***** Input records *****

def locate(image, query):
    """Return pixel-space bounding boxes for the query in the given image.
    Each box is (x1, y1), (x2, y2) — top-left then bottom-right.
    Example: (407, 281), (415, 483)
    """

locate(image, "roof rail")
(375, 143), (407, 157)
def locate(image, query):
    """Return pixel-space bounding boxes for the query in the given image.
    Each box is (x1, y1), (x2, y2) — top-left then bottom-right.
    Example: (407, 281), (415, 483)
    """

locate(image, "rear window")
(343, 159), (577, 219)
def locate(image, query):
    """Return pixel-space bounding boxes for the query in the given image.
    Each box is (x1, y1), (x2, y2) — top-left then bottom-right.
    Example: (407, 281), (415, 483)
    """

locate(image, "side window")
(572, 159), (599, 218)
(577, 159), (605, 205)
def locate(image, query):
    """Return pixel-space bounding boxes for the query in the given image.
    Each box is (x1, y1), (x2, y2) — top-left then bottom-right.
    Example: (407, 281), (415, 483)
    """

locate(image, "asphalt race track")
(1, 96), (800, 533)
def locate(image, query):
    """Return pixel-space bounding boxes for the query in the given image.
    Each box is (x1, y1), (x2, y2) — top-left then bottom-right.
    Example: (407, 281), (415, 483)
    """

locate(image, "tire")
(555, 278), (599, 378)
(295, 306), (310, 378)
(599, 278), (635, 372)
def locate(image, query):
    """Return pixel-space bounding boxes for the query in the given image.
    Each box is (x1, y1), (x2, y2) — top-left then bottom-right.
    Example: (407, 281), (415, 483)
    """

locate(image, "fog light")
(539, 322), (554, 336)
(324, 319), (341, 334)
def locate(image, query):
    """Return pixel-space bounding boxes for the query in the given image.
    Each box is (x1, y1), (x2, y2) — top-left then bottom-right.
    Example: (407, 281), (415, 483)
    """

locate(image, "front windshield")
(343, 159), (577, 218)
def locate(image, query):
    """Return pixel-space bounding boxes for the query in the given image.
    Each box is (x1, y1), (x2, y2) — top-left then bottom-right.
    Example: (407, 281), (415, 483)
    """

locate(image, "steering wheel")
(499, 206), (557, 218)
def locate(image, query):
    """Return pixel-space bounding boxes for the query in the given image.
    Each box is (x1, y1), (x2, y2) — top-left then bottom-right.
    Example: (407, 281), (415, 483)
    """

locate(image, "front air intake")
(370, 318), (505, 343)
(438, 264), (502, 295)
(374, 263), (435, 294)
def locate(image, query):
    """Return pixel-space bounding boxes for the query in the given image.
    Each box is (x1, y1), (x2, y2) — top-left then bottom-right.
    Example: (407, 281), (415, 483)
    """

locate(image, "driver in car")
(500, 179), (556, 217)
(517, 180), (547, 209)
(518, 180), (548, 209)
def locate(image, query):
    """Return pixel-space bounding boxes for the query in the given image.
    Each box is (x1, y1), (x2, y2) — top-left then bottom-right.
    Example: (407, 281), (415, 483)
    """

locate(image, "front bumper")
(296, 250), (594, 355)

*****

Exercise: The task requires an exact transcription of all the data.

Answer for the task:
def locate(image, query):
    """Return pixel-space bounding boxes for the query in the given image.
    Each box is (x1, y1), (x2, y2) — top-left then bottom-right.
    Example: (407, 281), (415, 483)
    """

locate(image, "roof rail")
(375, 143), (407, 157)
def locate(image, query):
    """Return pixel-space bounding boxes for the query in the given image.
    Each box is (x1, y1), (x2, y2) — top-left then bottom-right.
    Example: (407, 281), (415, 483)
    """

locate(image, "rear window")
(343, 159), (577, 219)
def locate(image, query):
    """Return pixel-space bounding boxes for the query in the given image.
    Each box is (x1, y1), (x2, y2) — top-left then bottom-right.
    Example: (407, 281), (415, 483)
    """

locate(image, "side window")
(572, 159), (599, 218)
(577, 159), (605, 205)
def locate(image, query):
    """Return pixel-space bounding boxes for the query in the given image.
    Each box is (x1, y1), (x2, y2) — top-left then bottom-right.
    Example: (407, 281), (415, 483)
    """

locate(image, "asphalt race track")
(1, 96), (800, 533)
def locate(image, query):
    """Return pixel-space bounding boxes for the query in the given image.
    Each box is (x1, y1), (x2, y2) — top-left then bottom-right.
    Example: (407, 281), (415, 483)
    """

locate(image, "tire")
(555, 278), (599, 378)
(295, 306), (310, 378)
(599, 278), (635, 372)
def locate(image, query):
    """Return pixel-space bounding boxes for the query in the given image.
    Each box is (x1, y1), (x2, y2) — top-left then bottom-right.
    Example: (407, 281), (415, 483)
    """

locate(image, "fog light")
(539, 322), (554, 336)
(324, 319), (341, 334)
def locate(image, query):
    """Return pixel-space bounding boxes for the query in the given image.
    Each box is (x1, y1), (x2, y2) — top-left then bottom-right.
    Example: (407, 281), (415, 483)
    """

locate(image, "front windshield")
(343, 159), (577, 218)
def locate(image, query):
    """Return pixel-space bounding boxes for the query in the given image.
    Each box is (x1, y1), (x2, y2) — top-left then bottom-right.
    Example: (407, 281), (415, 483)
    """

locate(image, "steering wheel")
(499, 206), (557, 218)
def locate(image, query):
    """Return pixel-space bounding boxes for the query in the given image.
    Each box is (x1, y1), (x2, y2) — top-left then bottom-right.
    Example: (407, 281), (415, 483)
    """

locate(image, "front air intake")
(370, 318), (505, 343)
(438, 264), (502, 295)
(374, 263), (435, 294)
def locate(image, query):
    """Return pixel-space bounding boxes for the query in the given image.
    Each box is (x1, y1), (x2, y2) — top-left then bottom-right.
    Example: (407, 281), (415, 483)
    """

locate(image, "driver in car")
(500, 179), (556, 217)
(517, 180), (547, 209)
(518, 180), (548, 209)
def locate(image, query):
    """Return pixel-space bounding boxes for the query in the given image.
    Each box is (x1, y1), (x2, y2) — top-left then bottom-right.
    Example: (407, 281), (415, 483)
    """

locate(image, "front bumper")
(296, 250), (594, 355)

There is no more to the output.